RECORDS SHOWN start
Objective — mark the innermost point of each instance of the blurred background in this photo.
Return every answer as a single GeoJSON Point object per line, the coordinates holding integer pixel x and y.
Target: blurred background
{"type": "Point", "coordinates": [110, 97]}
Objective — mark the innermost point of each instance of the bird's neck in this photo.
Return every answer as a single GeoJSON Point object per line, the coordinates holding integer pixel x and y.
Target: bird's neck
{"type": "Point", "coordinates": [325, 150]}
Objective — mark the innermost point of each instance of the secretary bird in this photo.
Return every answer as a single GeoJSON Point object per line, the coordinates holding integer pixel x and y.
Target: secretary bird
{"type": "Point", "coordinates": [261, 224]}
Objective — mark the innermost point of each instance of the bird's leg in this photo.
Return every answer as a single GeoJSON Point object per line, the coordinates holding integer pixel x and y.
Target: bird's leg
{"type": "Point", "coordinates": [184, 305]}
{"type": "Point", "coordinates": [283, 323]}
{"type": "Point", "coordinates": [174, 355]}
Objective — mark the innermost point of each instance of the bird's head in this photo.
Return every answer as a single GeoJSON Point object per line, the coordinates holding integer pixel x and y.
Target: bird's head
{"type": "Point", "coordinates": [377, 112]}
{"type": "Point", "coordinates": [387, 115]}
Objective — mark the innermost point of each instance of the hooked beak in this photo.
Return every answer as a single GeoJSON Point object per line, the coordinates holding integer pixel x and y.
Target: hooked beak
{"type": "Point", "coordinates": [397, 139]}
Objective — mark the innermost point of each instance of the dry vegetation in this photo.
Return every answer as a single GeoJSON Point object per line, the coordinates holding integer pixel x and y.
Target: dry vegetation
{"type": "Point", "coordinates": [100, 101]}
RECORDS SHOWN end
Rewrite every line of the listing above as a numbered list, leaving out any blank lines.

1. Objective — mark the innermost point of each instance of the blurred background in this photo.
2. Return every answer as a single GeoJSON Point object per line, the coordinates holding integer pixel x and y.
3. Target: blurred background
4. {"type": "Point", "coordinates": [110, 97]}
5. Objective — mark the innermost point of each instance of the bird's neck in this photo.
6. Return every answer as a single GeoJSON Point object per line, the coordinates holding integer pixel x and y.
7. Target: bird's neck
8. {"type": "Point", "coordinates": [325, 150]}
9. Objective — mark the innermost point of each instance of the secretary bird in this photo.
10. Return every answer as a single GeoJSON Point object per line, the coordinates holding integer pixel x and y.
11. Target: secretary bird
12. {"type": "Point", "coordinates": [261, 224]}
13. Objective — mark the innermost point of each instance of the bird's leg in this photo.
14. Return every answer as a single GeoJSON Point object per line, the coordinates holding integer pixel x and y.
15. Target: bird's leg
16. {"type": "Point", "coordinates": [184, 305]}
17. {"type": "Point", "coordinates": [283, 323]}
18. {"type": "Point", "coordinates": [174, 355]}
19. Objective — mark the innermost point of each instance of the bird's head in this photo.
20. Return every answer as a single GeoJSON Point object per line, the coordinates holding integer pixel x and y.
21. Target: bird's head
22. {"type": "Point", "coordinates": [377, 112]}
23. {"type": "Point", "coordinates": [387, 115]}
24. Objective — mark the innermost point of each instance of the hooked beak in this photo.
25. Return every answer as a single GeoJSON Point object per line, the coordinates holding integer pixel x and y.
26. Target: hooked beak
27. {"type": "Point", "coordinates": [397, 139]}
28. Objective — mark the innermost point of each instance of the dry vegetation in this photo.
29. Return every answer as a single GeoJSON Point object per line, the coordinates holding integer pixel x and y.
30. Target: dry vegetation
31. {"type": "Point", "coordinates": [100, 101]}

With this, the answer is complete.